*Text segment:*
++++++++
James Frayne is Director of Public First and author of Meet the People, a guide to moving public opinion.
This last week, the media have given Rishi Sunak a kicking, and the public have followed their lead. This always happens post-financial statements, as the public rely heavily on the expert opinion they see in media coverage.
Reflecting this, the polls following the Spring Statement have been generally negative. YouGov showed that Sunak’s ratings fell ten points between before and after the Spring Statement. Elsewhere, there are suggestions people generally don’t think the measures announced will have much impact on their lives.
This is crucial: for some time, the polls have been showing the public believe we are entering a cost of living crisis, where rising bills and prices will put them under severe pressure. The polls have been flashing warning lights since at least the autumn. Voters don’t have much confidence that the Government can ultimately help, and don’t believe the Spring Statement was very helpful either.
Polling from Ipsos-Mori helps clarify this. In a poll published just before the Spring Statement, nearly half of voters doubted the Government’s policies would improve the state of the economy and 60 per cent doubted they would help improve public services in the long-term.
Comparing the Conservatives and Labour, the public are divided evenly between Johnson and Sunak or Starmer and Reeves as to who would do a better job managing the economy. The Conservatives are more trusted on growing the economy, while Labour are more trusted on the cost of living – but the numbers don’t fall decisively in any direction on any comparative question – though Ipsos-Mori have much higher ratings for Sunak.
While YouGov’s ratings for Rishi Sunak’s look very bad, it can be said that Spring Statement didn’t make any fundamental difference to the numbers. There was certainly no re-set and the Government’s numbers continue to slowly decline (slower post-invasion), even if they look better when direct comparisons with Labour are made. The public seem resigned to their fate for the next year or two.
++++++++
*Study questions:*
1: Copy the Spring Statement commentary from "Reflecting this, the" up to and including "on their lives.".
2: In the Spring Statement commentary, by how many points did YouGov show Sunak's ratings falling between before and after the Spring Statement?

*Referring expression pointing data:*
++++++++
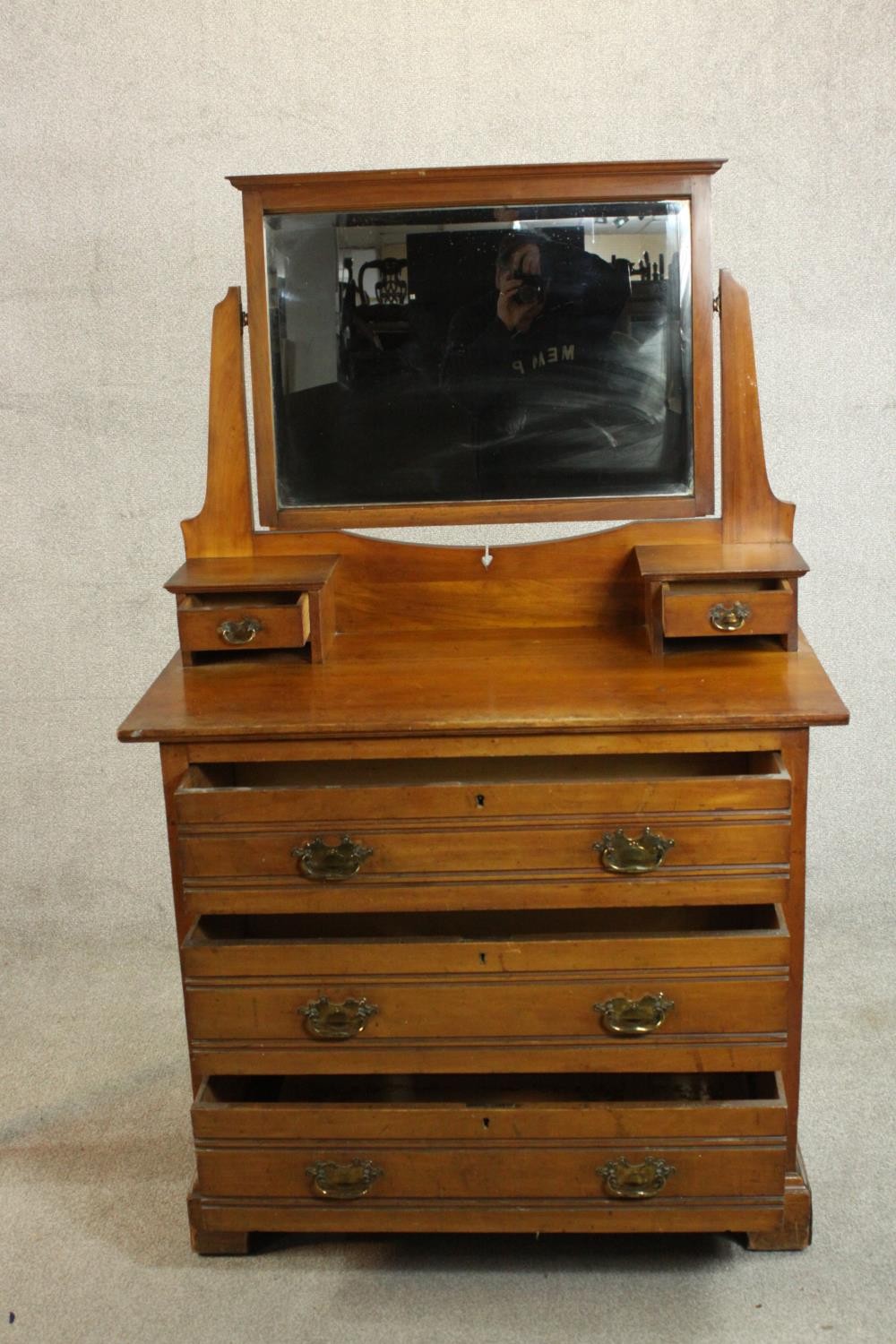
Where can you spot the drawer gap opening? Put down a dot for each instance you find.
(694, 588)
(487, 925)
(477, 773)
(493, 1091)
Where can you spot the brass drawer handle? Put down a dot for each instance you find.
(624, 854)
(634, 1018)
(731, 616)
(635, 1180)
(343, 1180)
(336, 1021)
(331, 863)
(239, 632)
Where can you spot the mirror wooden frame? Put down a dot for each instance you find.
(530, 185)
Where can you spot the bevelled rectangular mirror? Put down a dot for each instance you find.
(466, 360)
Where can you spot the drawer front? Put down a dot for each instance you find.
(492, 1107)
(512, 1171)
(252, 625)
(344, 1021)
(341, 793)
(485, 849)
(692, 610)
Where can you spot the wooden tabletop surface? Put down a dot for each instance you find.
(497, 682)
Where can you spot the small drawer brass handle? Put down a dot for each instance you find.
(331, 863)
(336, 1021)
(634, 1018)
(624, 854)
(731, 616)
(635, 1180)
(239, 632)
(343, 1180)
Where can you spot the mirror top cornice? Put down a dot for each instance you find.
(487, 172)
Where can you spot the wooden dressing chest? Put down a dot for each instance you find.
(489, 876)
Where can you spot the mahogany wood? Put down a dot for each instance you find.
(750, 513)
(686, 607)
(481, 789)
(284, 625)
(794, 1230)
(223, 1115)
(418, 852)
(225, 524)
(533, 185)
(492, 685)
(479, 728)
(547, 1055)
(753, 886)
(446, 1172)
(211, 1217)
(440, 1012)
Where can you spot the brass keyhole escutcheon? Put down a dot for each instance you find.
(626, 854)
(328, 1021)
(635, 1180)
(624, 1016)
(322, 862)
(343, 1180)
(239, 632)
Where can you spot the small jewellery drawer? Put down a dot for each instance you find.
(338, 793)
(606, 849)
(728, 607)
(452, 999)
(591, 1139)
(233, 621)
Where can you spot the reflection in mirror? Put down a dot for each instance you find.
(481, 354)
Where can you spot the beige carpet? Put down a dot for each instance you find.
(96, 1163)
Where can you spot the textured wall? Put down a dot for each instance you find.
(120, 233)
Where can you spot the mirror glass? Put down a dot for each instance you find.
(481, 354)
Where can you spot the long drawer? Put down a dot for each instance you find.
(611, 986)
(340, 792)
(390, 852)
(591, 1140)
++++++++
*Answers given:*
1:
Reflecting this, the polls following the Spring Statement have been generally negative. YouGov showed that Sunak’s ratings fell ten points between before and after the Spring Statement. Elsewhere, there are suggestions people generally don’t think the measures announced will have much impact on their lives.

2: Ten points.